Strona 2 z 2

Re: wymiana klocków w 535

: 15 kwietnia 2015, 23:41
autor: piotrass_77
Zabrałem się za rozkręcanie hamulca virażki i oto co ukazało się moim oczom

Obrazek

Obrazek

Normalnie tragedia. Po czyszczeniu tłoczka zmienił się jego wygląd na taki

Obrazek

ma kilka delikatnych i płytkich wżerów ale nic nie cieknie.

Tłoczek i prowadnice nasmarowałem smarem miedziowym, myślę że może być taki.
W oczekiwaniu na kuriera, który miał mi dowieść klocki złożyłem cały zacisk, zakładając stare klocki (nawet nie są takie złe) i odpowietrzyłem układ. Wszystko działa jak ta lala. Mam tylko pytanie odnośnie sprężynki która przytrzymuje klocek, mianowicie jedna blaszka mi pękła i nie ma czym dociskać. Czy można kupić gdzieś takową, czy może to tak zostać. Na zdjęciu zaznaczyłem tą blaszkę o która mi chodzi.

• _Wyświetlone wpisy_
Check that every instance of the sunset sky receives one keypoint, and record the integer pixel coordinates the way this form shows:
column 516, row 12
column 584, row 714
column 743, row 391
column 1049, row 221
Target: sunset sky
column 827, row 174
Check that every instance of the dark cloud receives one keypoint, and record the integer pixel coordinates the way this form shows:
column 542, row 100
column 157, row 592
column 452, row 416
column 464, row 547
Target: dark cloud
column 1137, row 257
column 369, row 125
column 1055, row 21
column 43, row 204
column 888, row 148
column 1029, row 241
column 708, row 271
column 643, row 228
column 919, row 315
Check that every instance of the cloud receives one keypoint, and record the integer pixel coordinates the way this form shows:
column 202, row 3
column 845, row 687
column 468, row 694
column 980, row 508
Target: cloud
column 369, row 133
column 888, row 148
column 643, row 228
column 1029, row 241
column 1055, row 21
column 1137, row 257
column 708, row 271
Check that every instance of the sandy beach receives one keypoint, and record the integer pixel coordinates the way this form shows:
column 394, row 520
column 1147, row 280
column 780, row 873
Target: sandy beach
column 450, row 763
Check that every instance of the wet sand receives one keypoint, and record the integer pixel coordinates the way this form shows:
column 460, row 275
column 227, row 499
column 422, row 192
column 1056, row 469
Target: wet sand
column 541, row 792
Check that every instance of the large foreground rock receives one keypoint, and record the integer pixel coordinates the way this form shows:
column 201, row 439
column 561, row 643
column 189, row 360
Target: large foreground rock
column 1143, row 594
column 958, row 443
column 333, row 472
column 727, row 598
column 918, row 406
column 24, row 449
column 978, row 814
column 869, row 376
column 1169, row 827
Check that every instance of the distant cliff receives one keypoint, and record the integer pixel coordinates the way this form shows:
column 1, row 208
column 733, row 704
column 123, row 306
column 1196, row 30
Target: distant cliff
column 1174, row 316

• _Zadania do wykonania_
A: Odpowiedz krótko na poniższe pytania na podstawie tekstu o wymianie klocków w 535:
(i) Jakim smarem autor nasmarował tłoczek i prowadnice?
(ii) Jakie klocki założył autor, składając zacisk w oczekiwaniu na kuriera?
(iii) Co pękło w sprężynce przytrzymującej klocek?
B: Kontynuuj tekst o wymianie klocków w 535, zaczynając od miejsca, w którym się urywa.

• _Odpowiedzi_
A:
(i) Smarem miedziowym.
(ii) Stare klocki.
(iii) Jedna blaszka.

B:
Obrazek

I jeszcze jedno. Wcześniej, przed awarią i teraz po naprawie przy kręceniu kołem słychać delikatne obcieranie. Co możne być powodem, krzywa tarcza?

Re: wymiana klocków w 535

: 16 kwietnia 2015, 10:43
autor: Qba25
piotrass_77 pisze:Tłoczek i prowadnice nasmarowałem smarem miedziowym, myślę że może być taki.
Nie powinno się smarować hamulców smarem miedzianym, bo zapieka się pod wpływem temperatury. Możesz tego nie poczuć od razu, ale wyjdzie Ci to z czasem. Warto kupić http://allegro.pl/ate-plastilube-smar-d ... 70082.html, różnicę odczujesz i docenisz z czasem.
piotrass_77 pisze:I jeszcze jedno. Wcześniej, przed awarią i teraz po naprawie przy kręceniu kołem słychać delikatne obcieranie. Co możne być powodem, krzywa tarcza?
W prymitywny sposób możesz sprawdzić tarczę nieomal bez narzędzi:
Unieruchomisz widelec tak, żeby swobodnie kręcić kołem (oczywiście uniesionym), przyłożysz do prawego amora np. ołówek (pod kątem prostym do tarczy) i złapiesz go ręką blokując o amortyzator tak, żeby prawie dotykał tarczy. Jak zakręcisz kołem, będziesz widział, czy zmienia Ci się odległość tarcza-ołówek. Prymitywne, ale do wstępnej diagnozy wystarczy.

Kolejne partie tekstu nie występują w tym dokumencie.